[Opening Study text section]
Environment

Greenpeace slams EU-Mercosur accord in protest outside European Council headquarters

Brussels, May 25 (EFE).- Greenpeace activists hung a large banner here Thursday on the facade of the European Council’s headquarters and simulated the spraying of pesticide in a protest against the trade deal linking the European Union and South American trade bloc Mercosur.

The action coincided with a meeting of EU trade ministers in Brussels.

The activists scaled the facade of the Europa building early Thursday to hang a banner reading “STOP EU-MERCOSUR” and send a clear message to the EU ministers to bring an end to a harmful agreement, Lis Cunha, a Greenpeace expert and campaigner on trade, told Efe.

“The agreement boosts all kinds of products that are damaging for climate and nature, like pesticides, like beef, like combustion engine cars, all products that we don’t want to have anymore in the climate crisis,” she said.

Greenpeace said that if the EU-Mercosur Association Agreement is ratified it would lead to “increases in exports of toxic chemicals.”

“It’s going to mean that we’re going to have more beef from South America here in Europe. We’re going to have more pesticides from Europe impacting people, communities, rivers and biodiversity in South America,” Cunha said.

The proposed pact between the EU and the Mercosur countries (Brazil, Argentina, Uruguay and Paraguay) has come under criticism from several European governments and parliaments, as well as from farmers and civil society on both sides of the Atlantic, because of the disastrous impact it would have on local agriculture, nature, human rights and climate, the organization says.

The environmental watchdog added that the reductions in tariffs and controls on products such as car parts and pesticides from Europe contained in the agreement would accelerate the already alarming pace of natural destruction in South America.

The EU-Mercosur pact, on which the two sides reached agreement in principle in 2019, is “a disaster for people and for nature,” Cunha said, adding that as long as it boosts harmful products like pesticides “it is a very bad agreement.”
[Closing Study text section]
[Opening Information supplied section]
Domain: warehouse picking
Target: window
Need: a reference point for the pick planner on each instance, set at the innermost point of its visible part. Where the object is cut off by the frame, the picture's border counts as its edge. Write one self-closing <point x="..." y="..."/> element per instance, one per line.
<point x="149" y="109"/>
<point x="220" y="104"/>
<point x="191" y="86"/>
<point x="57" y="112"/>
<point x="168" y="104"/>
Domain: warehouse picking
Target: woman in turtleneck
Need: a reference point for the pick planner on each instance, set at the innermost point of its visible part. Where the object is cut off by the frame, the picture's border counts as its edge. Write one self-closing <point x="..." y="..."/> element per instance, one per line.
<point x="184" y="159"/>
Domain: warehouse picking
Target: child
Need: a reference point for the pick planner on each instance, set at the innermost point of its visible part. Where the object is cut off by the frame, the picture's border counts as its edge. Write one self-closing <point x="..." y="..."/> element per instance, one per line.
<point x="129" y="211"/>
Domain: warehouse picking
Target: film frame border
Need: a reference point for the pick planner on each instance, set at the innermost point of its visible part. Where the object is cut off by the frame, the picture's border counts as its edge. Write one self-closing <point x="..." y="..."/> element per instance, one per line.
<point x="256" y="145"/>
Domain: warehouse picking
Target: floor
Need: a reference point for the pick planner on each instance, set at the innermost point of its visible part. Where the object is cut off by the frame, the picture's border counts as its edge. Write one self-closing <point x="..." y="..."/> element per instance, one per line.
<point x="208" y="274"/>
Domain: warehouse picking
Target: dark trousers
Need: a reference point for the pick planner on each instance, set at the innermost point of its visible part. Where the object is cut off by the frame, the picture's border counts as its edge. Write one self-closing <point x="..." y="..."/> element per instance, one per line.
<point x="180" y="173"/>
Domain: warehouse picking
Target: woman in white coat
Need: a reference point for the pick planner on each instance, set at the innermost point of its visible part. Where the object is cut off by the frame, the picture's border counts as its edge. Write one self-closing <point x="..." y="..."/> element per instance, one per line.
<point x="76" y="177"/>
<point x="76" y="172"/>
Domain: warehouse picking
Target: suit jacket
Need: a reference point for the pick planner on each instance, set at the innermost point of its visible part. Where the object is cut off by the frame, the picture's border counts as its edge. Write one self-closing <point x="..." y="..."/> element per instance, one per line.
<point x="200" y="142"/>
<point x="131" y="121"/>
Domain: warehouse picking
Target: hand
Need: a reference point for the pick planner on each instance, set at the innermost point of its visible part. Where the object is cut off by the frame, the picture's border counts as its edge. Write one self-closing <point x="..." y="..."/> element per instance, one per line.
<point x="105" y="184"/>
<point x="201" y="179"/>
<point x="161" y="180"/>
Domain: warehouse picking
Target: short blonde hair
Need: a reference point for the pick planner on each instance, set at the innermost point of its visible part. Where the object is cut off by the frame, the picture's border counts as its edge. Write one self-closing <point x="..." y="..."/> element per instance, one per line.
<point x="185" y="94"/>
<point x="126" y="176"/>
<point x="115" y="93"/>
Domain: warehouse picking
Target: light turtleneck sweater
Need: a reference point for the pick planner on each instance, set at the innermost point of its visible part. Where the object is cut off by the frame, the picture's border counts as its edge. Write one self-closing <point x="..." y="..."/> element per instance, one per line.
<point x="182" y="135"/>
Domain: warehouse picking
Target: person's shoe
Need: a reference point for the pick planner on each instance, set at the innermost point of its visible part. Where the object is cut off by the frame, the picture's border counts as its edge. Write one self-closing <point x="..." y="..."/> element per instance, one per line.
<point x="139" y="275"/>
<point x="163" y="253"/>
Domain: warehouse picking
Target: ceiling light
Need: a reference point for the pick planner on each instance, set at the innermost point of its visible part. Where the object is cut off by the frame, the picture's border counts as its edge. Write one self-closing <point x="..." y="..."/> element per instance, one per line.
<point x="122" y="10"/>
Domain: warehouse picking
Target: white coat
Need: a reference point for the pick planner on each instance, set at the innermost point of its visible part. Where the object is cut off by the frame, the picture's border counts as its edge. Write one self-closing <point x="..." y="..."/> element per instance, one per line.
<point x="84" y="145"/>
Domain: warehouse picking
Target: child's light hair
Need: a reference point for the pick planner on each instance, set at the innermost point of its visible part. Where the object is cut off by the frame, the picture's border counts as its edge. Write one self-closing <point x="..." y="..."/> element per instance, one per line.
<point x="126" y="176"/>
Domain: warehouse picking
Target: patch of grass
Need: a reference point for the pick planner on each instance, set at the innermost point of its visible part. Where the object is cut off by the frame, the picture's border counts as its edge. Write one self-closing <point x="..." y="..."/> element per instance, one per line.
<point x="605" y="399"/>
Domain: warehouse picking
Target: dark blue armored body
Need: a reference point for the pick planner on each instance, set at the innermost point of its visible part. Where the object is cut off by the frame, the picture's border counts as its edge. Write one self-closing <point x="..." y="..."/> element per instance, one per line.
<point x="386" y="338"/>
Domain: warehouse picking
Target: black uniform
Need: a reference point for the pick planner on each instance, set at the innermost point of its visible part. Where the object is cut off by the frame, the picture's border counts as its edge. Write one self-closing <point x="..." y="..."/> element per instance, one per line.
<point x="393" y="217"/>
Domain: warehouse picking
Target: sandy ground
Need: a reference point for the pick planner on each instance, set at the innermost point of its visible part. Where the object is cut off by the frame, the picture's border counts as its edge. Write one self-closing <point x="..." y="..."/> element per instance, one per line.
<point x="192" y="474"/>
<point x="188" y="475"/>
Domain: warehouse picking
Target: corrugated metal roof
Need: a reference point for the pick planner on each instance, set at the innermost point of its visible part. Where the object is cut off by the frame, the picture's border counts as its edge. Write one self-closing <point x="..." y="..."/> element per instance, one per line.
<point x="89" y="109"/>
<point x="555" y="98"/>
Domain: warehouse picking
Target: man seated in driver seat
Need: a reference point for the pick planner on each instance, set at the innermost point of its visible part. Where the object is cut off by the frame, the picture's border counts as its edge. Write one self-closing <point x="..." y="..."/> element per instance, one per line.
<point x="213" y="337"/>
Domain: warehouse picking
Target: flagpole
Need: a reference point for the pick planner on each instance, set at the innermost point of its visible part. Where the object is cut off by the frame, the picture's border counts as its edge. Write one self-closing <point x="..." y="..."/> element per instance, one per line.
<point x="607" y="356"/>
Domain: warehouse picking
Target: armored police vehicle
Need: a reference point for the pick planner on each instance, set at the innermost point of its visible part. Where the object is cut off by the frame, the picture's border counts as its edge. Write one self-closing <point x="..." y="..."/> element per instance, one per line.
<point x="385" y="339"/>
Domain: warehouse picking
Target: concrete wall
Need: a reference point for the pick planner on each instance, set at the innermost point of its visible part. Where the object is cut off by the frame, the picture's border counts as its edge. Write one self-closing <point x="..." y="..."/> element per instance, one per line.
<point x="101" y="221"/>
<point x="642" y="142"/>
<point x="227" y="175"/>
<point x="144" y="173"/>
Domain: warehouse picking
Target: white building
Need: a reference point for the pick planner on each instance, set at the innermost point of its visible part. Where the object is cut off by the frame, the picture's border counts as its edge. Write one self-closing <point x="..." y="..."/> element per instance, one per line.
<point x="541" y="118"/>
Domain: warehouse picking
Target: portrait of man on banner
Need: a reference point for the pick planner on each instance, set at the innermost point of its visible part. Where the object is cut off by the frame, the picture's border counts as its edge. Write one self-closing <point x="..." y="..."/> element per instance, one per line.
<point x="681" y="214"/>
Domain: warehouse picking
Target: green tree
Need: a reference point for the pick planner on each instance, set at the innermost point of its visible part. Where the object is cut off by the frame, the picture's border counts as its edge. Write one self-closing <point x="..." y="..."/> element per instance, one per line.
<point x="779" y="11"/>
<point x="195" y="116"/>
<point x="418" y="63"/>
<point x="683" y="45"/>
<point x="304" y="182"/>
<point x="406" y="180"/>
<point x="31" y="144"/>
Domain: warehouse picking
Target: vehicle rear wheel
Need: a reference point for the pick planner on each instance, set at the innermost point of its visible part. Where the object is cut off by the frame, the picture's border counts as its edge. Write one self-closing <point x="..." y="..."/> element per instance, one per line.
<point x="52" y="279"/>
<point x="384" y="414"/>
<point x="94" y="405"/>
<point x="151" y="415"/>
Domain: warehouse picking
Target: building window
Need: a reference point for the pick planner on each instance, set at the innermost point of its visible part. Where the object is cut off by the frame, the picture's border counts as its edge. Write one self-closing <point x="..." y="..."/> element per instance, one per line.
[Closing Information supplied section]
**Tasks to carry out:**
(1) Duplicate the part of the Greenpeace article that runs between "Greenpeace slams EU-Mercosur" and "trade, told Efe.", inclusive.
(2) Name every country the Greenpeace article lists as a Mercosur member.
(3) Decide whether each statement agrees with the Greenpeace article, and quote the words that settle it: (a) The protest took place at the same time as a meeting of EU trade ministers in Brussels. (b) The activists' banner read "STOP MERCOSUR." (c) The EU and Mercosur reached agreement in principle on the pact in 2021.
The listing above is material separate from the Greenpeace article.

**Answer list:**
(1)
Greenpeace slams EU-Mercosur accord in protest outside European Council headquarters

Brussels, May 25 (EFE).- Greenpeace activists hung a large banner here Thursday on the facade of the European Council’s headquarters and simulated the spraying of pesticide in a protest against the trade deal linking the European Union and South American trade bloc Mercosur.

The action coincided with a meeting of EU trade ministers in Brussels.

The activists scaled the facade of the Europa building early Thursday to hang a banner reading “STOP EU-MERCOSUR” and send a clear message to the EU ministers to bring an end to a harmful agreement, Lis Cunha, a Greenpeace expert and campaigner on trade, told Efe.

(2) Brazil, Argentina, Uruguay and Paraguay.

(3)
(a) Yes: "The action coincided with a meeting of EU trade ministers in Brussels."
(b) No: "a banner reading “STOP EU-MERCOSUR”"
(c) No: "the two sides reached agreement in principle in 2019"